++++ PASSAGE GIVEN

Monday, August 21, 2017

Day 2

I'm not sure why, but I haven't shared with anyone that I have restarted this journey. I did better, I think, the first time around when no one knew what I had set out to do, so maybe I'll keep it quiet for now. I have plans on Friday that will probably have a cheat meal involved, but so far, a whole two days in, I have no desire to cheat.

I have done well these first two days. I know it's only two days but each day I do well is one step towards success. I did a two day cleanse, and my eating is on point. The next step is to get some activity happening. My step count was low today because I didn't walk the mall at lunch, so I will need to work on getting active on days like today.

I will weigh in on Friday morning to see the results of the cleanse and the controlled eating. Perhaps Fridays should be my weigh-in day since my cheat meal will likely happen on the weekends. As in the past, I will call them pre-planned self-sabotage days! 😉

I can't update every day as I don't have a lot to say, but I still need to try to keep this journal of my journey updated. I hope I can stick to it!


Sunday, August 20, 2017

And a Whole New BIG FAT DAY ONE!!!

Once upon a time, I lost 50 pounds. Actually, it was 60, but I put 10 back on and stayed there for a good while. I was good with that weight, 50 pounds was no small feat, and I was happy there. For the last year I have had several ups and downs with my weight and right now I am up 20 pounds which horrifies me. I cannot go up any further, I need to get my ass in gear! However, I am feeling greatly unmotivated.

I haven't posted since my last re-start in January. When I read that post I realized that I am in the exact same spot now as I was then. I am not very good at this obviously. This time I need to find the attitude that I had when I first started this journey five years ago. I also need to take the time to update this journal and keep myself on track. As of today I am hopeful, but we all know tomorrow can be a completely new story. Wish me luck!!!


Monday, January 16, 2017

A Whole New Lazy Big Fat Unmotivated Ass

I know I fell off the earth after my last post and I could give you a ton of excuses if I thought about it, but I really had nothing to say. It was exercise and food, that was all, I met my goal, then I blew it bad.

Let's call today "Day 0".  

After a weekend of bad, I weighed myself and it turns out that I weigh more then I have in FOUR years. Is that depressing? Hell yes! I looked in the mirror and I could see it too. In fact I saw it all day before I even weighed myself, and I already knew. (Yes, I weighed myself after dinner but it's not like I'm going to magically lose five pounds or more overnight!)

I have ALWAYS said you have to be ready to lose weight. I don't feel ready. The only thing I feel ready to do is cry. And I only have myself to blame. These feelings are kind of overwhelming because they are difficult to describe. I am angry with myself for sure. Yet I still have no desire to exercise.

I think because I know how long it took to lose and how dedicated I was may be what is making me angry with myself. I consciously let myself do this to me without really taking into account of how it would make me feel when it was time to deal with the consequences.

++++++++
++++ WORKING DATA

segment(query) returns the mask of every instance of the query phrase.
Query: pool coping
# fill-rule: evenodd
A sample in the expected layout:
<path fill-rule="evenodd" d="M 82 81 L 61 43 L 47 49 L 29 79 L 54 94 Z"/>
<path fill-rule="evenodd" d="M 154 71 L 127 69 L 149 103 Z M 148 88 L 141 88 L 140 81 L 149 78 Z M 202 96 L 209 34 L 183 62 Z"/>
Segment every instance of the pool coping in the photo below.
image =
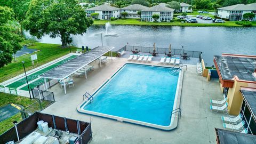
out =
<path fill-rule="evenodd" d="M 178 83 L 177 84 L 177 87 L 176 90 L 176 91 L 178 91 L 178 92 L 176 92 L 175 93 L 176 95 L 175 95 L 175 100 L 173 103 L 173 107 L 172 111 L 173 111 L 174 110 L 177 108 L 180 108 L 180 99 L 181 99 L 181 90 L 182 90 L 182 83 L 183 83 L 183 77 L 184 71 L 182 69 L 173 68 L 172 67 L 166 67 L 165 66 L 158 66 L 156 65 L 150 65 L 150 64 L 144 64 L 144 63 L 140 64 L 140 63 L 137 63 L 126 62 L 124 65 L 123 65 L 117 71 L 116 71 L 115 73 L 113 75 L 112 75 L 105 83 L 103 83 L 101 85 L 100 85 L 98 87 L 98 89 L 97 89 L 95 91 L 94 91 L 94 92 L 92 94 L 93 97 L 94 98 L 95 96 L 95 95 L 97 95 L 95 94 L 100 91 L 101 89 L 103 89 L 102 87 L 106 85 L 106 84 L 107 84 L 107 83 L 111 81 L 112 78 L 115 76 L 116 76 L 119 73 L 119 71 L 120 71 L 124 67 L 124 66 L 127 64 L 144 65 L 147 66 L 164 67 L 166 68 L 175 68 L 175 69 L 179 69 L 180 71 L 180 74 L 179 76 L 179 79 L 178 80 Z M 100 113 L 86 110 L 82 108 L 82 107 L 84 107 L 89 102 L 89 101 L 88 101 L 88 100 L 83 100 L 81 103 L 80 103 L 77 106 L 77 111 L 78 113 L 85 114 L 87 115 L 103 117 L 104 118 L 113 119 L 119 122 L 131 123 L 133 124 L 141 125 L 143 126 L 158 129 L 158 130 L 163 130 L 163 131 L 171 131 L 176 129 L 178 126 L 178 124 L 179 121 L 178 120 L 179 118 L 179 113 L 175 113 L 173 114 L 173 115 L 172 115 L 171 119 L 170 119 L 171 121 L 170 124 L 169 125 L 163 126 L 163 125 L 159 125 L 154 124 L 152 123 L 147 123 L 145 122 L 136 121 L 134 119 L 121 117 L 116 116 L 110 115 L 107 115 L 107 114 L 102 114 Z"/>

++++++++

REQUIRED TASK 1: According to the weight-loss journal, on what day and at what time of day does the writer plan to weigh in?
REQUIRED TASK 2: Rewrite the records from their first line through the line containing "154 71 L 127", replacing "sample" with "example" and leaving everything else unchanged.

TASK SOLUTION 1: Friday morning

TASK SOLUTION 2:
segment(query) returns the mask of every instance of the query phrase.
Query: pool coping
# fill-rule: evenodd
A example in the expected layout:
<path fill-rule="evenodd" d="M 82 81 L 61 43 L 47 49 L 29 79 L 54 94 Z"/>
<path fill-rule="evenodd" d="M 154 71 L 127 69 L 149 103 Z M 148 88 L 141 88 L 140 81 L 149 78 Z M 202 96 L 209 34 L 183 62 Z"/>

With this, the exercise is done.